ECONOMIC ANALYSIS: Social-responsibility movement has a dark side

Identifying corporate villainy is a delightful pastime that virtually all of us have reveled in at some point or another.

There are only two problems with this form of entertainment. A description of the first comes simply stated to us from the Gospel of John as “he who is without sin cast the first stone.” The second problem is a general lack of intellectual rigor in the debate.

The heavily funded attacks on corporate America come primarily from organizations with their own spotty record of responsible governance. My favorite example comes from the anti-Wal-Mart crowd. It turns out that one union-financed, anti-Wal-Mart group hired folks to picket Wal-Mart stores at $2.50 an hour less than Wal-Mart was paying its own workers. These non-unionized temporary workers were protesting working conditions. Oh, how truly delicious this irony.

Second, the thought behind the criticism is also scant. This is especially true with the corporate social responsibility-or CSR-movement in all its forms. CSR is a heavily financed pretender to an intellectual debate over the role of commerce in general and corporations in particular. It comes from think tanks where management and marketing gurus provide strategies for companies to follow to a path of social responsibility. Their goals range from environmental concerns to working conditions to truth in advertising. The stated goals of CSR are laudable enough-who wouldn’t like a cleaner environment? The problem is, the CSR movement probably stands in the way of such reforms. Here’s why:

Companies are good at maximizing profits. That’s why they exist. The profit motive stimulates investment, efficiently allocates resources, and makes the economy grow. Profit and the motivation to maximize them need no apologies.

• _REQUESTS_:
1. In the op-ed on the social-responsibility movement, how much less per hour were the anti-Wal-Mart picketers paid than Wal-Mart's own workers?
2. Reproduce the passage of the social-responsibility op-ed from "Identifying corporate villainy" up to and including "delicious this irony.".
3. Write the next part of the op-ed on the corporate social-responsibility movement, picking up after its final sentence.

• _MATERIAL_:
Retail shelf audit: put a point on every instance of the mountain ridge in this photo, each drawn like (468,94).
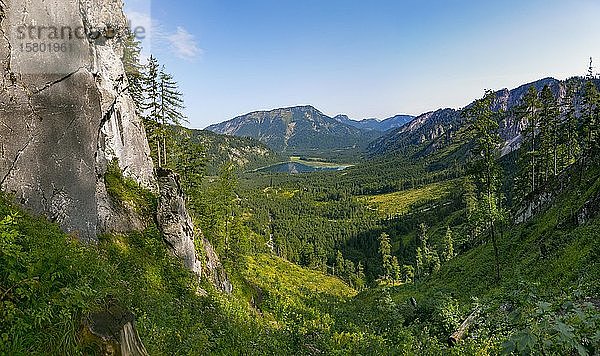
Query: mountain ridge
(296,129)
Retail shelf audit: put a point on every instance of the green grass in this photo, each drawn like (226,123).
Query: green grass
(399,203)
(128,193)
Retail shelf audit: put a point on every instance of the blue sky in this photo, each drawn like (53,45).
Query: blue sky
(362,58)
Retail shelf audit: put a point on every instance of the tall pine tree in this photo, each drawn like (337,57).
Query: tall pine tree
(486,170)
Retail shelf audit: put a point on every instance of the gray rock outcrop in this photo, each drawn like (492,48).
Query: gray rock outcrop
(65,115)
(178,231)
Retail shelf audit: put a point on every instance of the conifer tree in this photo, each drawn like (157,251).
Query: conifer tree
(153,119)
(590,113)
(171,107)
(529,112)
(339,264)
(549,133)
(134,71)
(408,274)
(164,106)
(385,249)
(570,146)
(360,276)
(448,252)
(486,170)
(396,271)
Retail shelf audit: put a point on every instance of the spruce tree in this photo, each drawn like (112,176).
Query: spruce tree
(396,271)
(486,170)
(339,264)
(135,72)
(385,249)
(152,118)
(549,133)
(529,112)
(590,112)
(171,108)
(448,252)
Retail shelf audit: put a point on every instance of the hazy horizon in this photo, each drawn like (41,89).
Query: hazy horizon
(364,60)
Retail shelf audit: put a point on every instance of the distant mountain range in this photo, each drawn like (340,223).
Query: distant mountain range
(242,152)
(298,130)
(376,124)
(437,128)
(304,129)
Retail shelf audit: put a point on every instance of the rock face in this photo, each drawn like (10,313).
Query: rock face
(178,231)
(113,331)
(65,115)
(295,130)
(175,222)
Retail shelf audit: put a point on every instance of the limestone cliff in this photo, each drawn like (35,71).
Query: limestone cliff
(178,231)
(65,114)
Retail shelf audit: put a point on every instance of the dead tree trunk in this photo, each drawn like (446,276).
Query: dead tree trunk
(460,333)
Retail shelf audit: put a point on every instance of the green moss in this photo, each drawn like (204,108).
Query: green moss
(128,193)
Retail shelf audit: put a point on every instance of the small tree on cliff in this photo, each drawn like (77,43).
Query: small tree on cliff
(486,170)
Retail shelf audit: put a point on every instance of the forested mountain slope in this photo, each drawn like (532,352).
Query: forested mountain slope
(296,130)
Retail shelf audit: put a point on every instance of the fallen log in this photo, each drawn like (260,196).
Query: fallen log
(460,333)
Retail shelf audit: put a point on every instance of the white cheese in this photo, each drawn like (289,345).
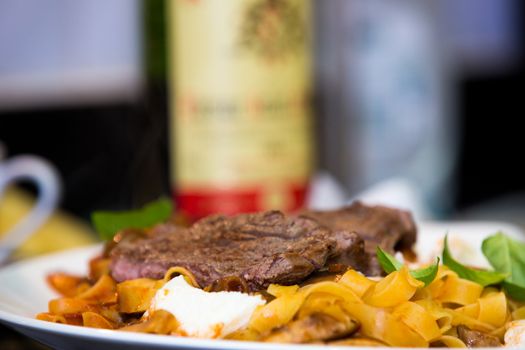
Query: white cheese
(202,314)
(515,335)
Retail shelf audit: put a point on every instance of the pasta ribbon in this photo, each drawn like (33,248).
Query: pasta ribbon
(94,320)
(493,309)
(394,289)
(451,342)
(358,283)
(459,291)
(417,318)
(103,292)
(435,310)
(136,295)
(177,271)
(379,324)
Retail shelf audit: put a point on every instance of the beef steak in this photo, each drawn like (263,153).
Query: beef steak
(261,248)
(389,228)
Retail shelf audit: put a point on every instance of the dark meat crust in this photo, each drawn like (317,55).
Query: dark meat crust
(391,229)
(261,248)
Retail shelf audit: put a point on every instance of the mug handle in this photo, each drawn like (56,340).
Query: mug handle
(46,179)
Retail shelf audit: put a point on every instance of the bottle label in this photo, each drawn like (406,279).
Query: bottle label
(240,119)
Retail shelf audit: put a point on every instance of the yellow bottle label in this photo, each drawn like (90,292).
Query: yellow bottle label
(240,83)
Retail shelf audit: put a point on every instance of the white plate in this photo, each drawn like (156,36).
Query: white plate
(24,293)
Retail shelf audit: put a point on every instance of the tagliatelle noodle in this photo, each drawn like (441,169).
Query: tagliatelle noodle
(104,291)
(394,289)
(417,318)
(136,295)
(378,323)
(397,310)
(451,342)
(95,320)
(436,311)
(358,283)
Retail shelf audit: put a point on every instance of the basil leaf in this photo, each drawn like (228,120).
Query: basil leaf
(426,274)
(507,256)
(391,264)
(515,291)
(108,223)
(483,277)
(387,261)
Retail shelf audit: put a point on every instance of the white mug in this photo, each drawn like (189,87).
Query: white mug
(46,179)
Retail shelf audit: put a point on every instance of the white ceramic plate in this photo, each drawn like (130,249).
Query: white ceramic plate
(24,293)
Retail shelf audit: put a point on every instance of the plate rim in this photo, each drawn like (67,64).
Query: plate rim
(18,322)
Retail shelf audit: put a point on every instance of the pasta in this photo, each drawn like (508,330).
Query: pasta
(396,310)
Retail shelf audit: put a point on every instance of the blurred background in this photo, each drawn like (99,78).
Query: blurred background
(412,101)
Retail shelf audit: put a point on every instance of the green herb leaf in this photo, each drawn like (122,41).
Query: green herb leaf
(483,277)
(391,264)
(507,256)
(108,223)
(387,261)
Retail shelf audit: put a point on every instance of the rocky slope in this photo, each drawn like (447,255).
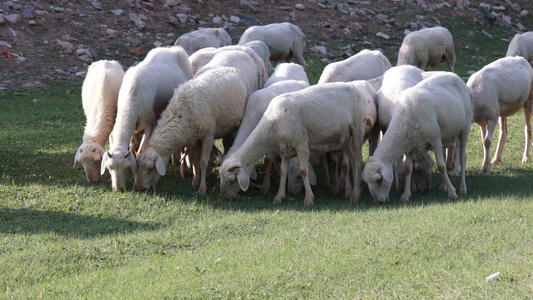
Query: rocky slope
(46,41)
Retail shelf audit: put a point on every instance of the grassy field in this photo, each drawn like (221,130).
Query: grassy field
(61,238)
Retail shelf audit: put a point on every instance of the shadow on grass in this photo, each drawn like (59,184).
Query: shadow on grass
(29,221)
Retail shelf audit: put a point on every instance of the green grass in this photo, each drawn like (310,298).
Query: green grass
(61,238)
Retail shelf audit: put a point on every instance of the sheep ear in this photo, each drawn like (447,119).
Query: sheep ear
(160,166)
(311,174)
(386,172)
(244,179)
(77,157)
(103,164)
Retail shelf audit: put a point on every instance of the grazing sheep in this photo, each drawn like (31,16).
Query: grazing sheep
(201,57)
(434,113)
(295,182)
(284,40)
(427,48)
(99,95)
(203,38)
(287,77)
(500,89)
(248,62)
(365,65)
(144,94)
(289,126)
(206,108)
(522,45)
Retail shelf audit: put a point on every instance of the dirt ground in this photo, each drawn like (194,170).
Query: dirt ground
(41,55)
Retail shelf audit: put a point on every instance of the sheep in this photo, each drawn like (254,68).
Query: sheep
(287,77)
(206,108)
(203,38)
(500,89)
(289,127)
(248,62)
(284,40)
(295,182)
(99,96)
(427,48)
(434,113)
(144,94)
(522,45)
(201,57)
(365,65)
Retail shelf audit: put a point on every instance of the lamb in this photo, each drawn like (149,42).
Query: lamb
(201,57)
(289,127)
(522,45)
(206,108)
(365,65)
(427,48)
(434,113)
(99,96)
(203,38)
(500,89)
(295,182)
(287,77)
(144,94)
(284,40)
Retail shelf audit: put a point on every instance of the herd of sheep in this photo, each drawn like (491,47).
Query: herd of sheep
(174,104)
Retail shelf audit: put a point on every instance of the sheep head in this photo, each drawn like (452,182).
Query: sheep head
(90,157)
(233,178)
(379,178)
(118,163)
(150,167)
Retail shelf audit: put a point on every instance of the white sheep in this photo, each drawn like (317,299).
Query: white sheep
(434,113)
(289,126)
(201,57)
(145,92)
(522,45)
(248,62)
(500,89)
(284,40)
(365,65)
(295,182)
(427,48)
(287,77)
(206,108)
(99,96)
(203,38)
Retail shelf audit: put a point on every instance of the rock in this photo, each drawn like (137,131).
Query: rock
(29,12)
(97,5)
(299,6)
(13,18)
(137,20)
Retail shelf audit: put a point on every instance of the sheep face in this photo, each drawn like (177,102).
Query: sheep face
(233,178)
(118,164)
(379,177)
(421,176)
(90,156)
(150,167)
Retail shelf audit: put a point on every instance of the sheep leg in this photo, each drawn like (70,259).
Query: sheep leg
(501,142)
(283,179)
(324,162)
(303,158)
(267,162)
(408,166)
(207,149)
(487,131)
(441,166)
(528,110)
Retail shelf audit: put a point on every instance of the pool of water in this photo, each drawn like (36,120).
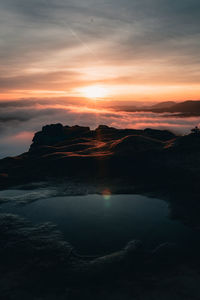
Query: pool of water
(99,224)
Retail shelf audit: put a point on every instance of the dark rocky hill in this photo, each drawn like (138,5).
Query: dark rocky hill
(148,159)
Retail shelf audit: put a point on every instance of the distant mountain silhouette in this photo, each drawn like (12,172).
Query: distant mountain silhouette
(166,104)
(151,159)
(186,108)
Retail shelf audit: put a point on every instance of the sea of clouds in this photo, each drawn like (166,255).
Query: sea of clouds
(19,120)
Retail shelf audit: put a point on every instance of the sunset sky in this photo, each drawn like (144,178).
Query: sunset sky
(140,50)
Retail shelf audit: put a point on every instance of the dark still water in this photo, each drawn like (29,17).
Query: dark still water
(96,224)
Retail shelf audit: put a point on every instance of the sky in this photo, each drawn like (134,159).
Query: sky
(136,50)
(60,58)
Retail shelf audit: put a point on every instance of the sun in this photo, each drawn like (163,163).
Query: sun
(94,92)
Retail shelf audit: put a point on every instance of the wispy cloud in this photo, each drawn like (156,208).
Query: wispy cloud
(59,45)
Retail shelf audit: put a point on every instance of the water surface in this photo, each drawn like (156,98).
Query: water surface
(101,224)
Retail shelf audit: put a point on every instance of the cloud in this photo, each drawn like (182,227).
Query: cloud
(19,120)
(61,44)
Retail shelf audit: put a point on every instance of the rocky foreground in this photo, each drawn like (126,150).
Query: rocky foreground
(148,159)
(36,263)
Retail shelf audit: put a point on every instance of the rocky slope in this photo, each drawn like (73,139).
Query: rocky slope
(152,159)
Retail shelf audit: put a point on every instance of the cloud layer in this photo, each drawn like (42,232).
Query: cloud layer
(56,46)
(19,120)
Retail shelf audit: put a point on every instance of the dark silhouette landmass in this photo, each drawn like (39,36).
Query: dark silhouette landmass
(156,159)
(37,263)
(156,162)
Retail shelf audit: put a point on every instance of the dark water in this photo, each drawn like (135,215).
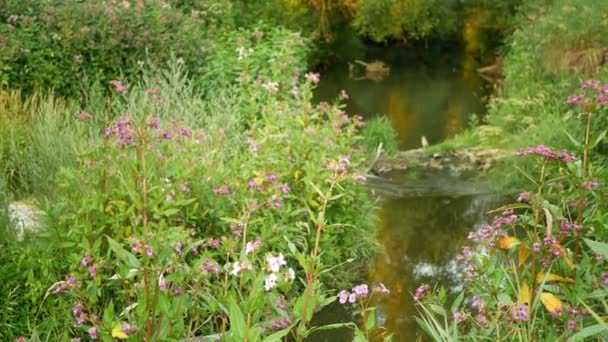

• _SOLVED PROBLEMS_:
1. $2.50 an hour less

2.
Identifying corporate villainy is a delightful pastime that virtually all of us have reveled in at some point or another.

There are only two problems with this form of entertainment. A description of the first comes simply stated to us from the Gospel of John as “he who is without sin cast the first stone.” The second problem is a general lack of intellectual rigor in the debate.

The heavily funded attacks on corporate America come primarily from organizations with their own spotty record of responsible governance. My favorite example comes from the anti-Wal-Mart crowd. It turns out that one union-financed, anti-Wal-Mart group hired folks to picket Wal-Mart stores at $2.50 an hour less than Wal-Mart was paying its own workers. These non-unionized temporary workers were protesting working conditions. Oh, how truly delicious this irony.

3.
To the CSR movement, that’s not what companies should do. Rather, commerce exists to generate some other notion of the common good. The CSR movement cajoles, embarrasses and lobbies companies to reduce their profits to meet some other goal. Most CSR groups in America finance themselves through corporate donations. Today, almost every American firm of any size pays financial homage to a CSR consultant.

By hiring a CSR consultant, and endowing a CSR think tank, two bad things occur. First, profits are reduced. The big losers are retirement funds and investors (ultimately some 80 percent of U.S. households). The CSR movement also takes our eyes off the regulatory role of government. In the long run, this damages the environment, slows the improvement of working conditions, and leads firms to advertise their newfound “social responsibility.”

The CSR movement is one of the least laudable inventions in the American political and academic movement.

Don’t believe me? Robert Reich, secretary of labor in the Clinton administration, describes the descent into silliness that has become the CSR movement by noting Exxon Corp.’s recent listing as a top environmental steward.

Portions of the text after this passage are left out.